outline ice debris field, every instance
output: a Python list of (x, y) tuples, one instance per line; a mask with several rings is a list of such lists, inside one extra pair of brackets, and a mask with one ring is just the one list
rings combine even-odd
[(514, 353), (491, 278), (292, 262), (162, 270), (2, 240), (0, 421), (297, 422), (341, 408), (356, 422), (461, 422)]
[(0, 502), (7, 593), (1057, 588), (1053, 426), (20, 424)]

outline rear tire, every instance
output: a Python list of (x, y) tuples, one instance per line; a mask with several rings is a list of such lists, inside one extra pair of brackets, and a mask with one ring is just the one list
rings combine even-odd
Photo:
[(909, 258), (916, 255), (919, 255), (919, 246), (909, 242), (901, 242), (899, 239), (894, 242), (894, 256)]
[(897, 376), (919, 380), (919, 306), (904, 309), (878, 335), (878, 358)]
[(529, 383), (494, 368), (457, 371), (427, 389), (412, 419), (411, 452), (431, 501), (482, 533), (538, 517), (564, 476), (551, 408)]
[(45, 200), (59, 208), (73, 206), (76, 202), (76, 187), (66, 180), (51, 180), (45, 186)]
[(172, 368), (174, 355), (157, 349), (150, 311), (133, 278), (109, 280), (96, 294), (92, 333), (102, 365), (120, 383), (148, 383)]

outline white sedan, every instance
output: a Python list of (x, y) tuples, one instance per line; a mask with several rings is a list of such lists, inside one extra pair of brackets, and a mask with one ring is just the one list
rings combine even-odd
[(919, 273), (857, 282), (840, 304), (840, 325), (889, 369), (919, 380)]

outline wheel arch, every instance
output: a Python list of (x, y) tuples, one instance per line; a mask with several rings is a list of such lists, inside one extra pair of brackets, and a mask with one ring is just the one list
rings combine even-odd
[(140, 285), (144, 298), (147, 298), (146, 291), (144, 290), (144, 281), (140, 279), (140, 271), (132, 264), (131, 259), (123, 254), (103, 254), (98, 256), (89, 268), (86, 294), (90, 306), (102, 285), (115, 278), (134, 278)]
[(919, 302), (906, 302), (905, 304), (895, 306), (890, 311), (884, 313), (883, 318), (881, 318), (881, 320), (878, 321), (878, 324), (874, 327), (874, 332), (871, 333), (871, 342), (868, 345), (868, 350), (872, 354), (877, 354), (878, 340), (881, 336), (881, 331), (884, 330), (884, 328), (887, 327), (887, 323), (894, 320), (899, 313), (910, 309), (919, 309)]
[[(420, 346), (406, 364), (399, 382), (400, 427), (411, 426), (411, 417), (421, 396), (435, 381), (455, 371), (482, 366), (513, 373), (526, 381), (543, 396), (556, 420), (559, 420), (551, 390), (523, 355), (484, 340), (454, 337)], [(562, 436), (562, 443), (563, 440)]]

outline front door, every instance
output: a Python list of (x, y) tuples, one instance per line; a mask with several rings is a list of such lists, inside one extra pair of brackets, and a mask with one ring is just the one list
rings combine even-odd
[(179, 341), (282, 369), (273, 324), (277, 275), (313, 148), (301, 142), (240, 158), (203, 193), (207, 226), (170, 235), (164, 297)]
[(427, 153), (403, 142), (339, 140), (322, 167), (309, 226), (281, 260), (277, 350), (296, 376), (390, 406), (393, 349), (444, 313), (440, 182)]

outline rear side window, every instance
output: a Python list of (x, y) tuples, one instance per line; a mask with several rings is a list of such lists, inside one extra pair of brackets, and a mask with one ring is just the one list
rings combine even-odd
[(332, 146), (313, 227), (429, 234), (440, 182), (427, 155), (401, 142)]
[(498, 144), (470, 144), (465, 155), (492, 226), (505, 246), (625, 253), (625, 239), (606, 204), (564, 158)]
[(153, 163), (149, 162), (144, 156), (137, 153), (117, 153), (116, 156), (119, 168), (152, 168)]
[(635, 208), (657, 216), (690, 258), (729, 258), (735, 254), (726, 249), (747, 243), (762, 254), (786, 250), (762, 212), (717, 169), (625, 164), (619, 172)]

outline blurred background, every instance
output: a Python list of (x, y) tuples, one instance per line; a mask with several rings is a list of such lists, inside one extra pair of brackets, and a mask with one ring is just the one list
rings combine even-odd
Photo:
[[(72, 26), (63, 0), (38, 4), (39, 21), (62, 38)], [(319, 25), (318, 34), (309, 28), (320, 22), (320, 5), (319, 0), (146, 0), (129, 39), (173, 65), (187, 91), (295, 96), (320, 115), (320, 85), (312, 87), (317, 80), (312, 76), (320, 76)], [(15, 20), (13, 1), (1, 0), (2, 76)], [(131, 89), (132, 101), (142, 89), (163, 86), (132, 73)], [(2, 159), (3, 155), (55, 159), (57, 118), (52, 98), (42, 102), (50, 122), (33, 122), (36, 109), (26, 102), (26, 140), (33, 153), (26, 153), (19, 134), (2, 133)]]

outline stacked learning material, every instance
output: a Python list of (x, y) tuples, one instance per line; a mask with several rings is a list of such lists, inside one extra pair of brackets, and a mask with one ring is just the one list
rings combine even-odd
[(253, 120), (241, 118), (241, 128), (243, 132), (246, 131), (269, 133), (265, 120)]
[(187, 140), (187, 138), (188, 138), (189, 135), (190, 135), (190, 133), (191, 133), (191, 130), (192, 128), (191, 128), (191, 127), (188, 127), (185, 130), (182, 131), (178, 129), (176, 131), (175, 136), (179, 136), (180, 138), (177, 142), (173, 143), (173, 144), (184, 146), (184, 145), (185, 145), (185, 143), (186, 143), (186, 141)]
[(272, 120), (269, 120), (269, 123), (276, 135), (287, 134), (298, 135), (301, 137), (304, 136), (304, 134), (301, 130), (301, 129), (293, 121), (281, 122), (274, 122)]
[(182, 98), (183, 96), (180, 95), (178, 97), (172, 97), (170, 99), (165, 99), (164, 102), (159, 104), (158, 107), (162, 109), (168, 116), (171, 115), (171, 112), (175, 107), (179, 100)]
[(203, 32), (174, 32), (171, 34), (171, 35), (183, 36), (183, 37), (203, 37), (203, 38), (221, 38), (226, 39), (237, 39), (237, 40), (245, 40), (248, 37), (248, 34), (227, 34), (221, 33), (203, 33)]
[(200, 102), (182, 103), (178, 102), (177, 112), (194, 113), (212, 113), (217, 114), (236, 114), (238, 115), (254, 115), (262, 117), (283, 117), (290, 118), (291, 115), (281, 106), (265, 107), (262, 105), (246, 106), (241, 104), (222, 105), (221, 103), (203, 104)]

..........

Exercise directions
Count the lines in the items above that contain the word "every", and reply with only that number.

Answer to this problem
8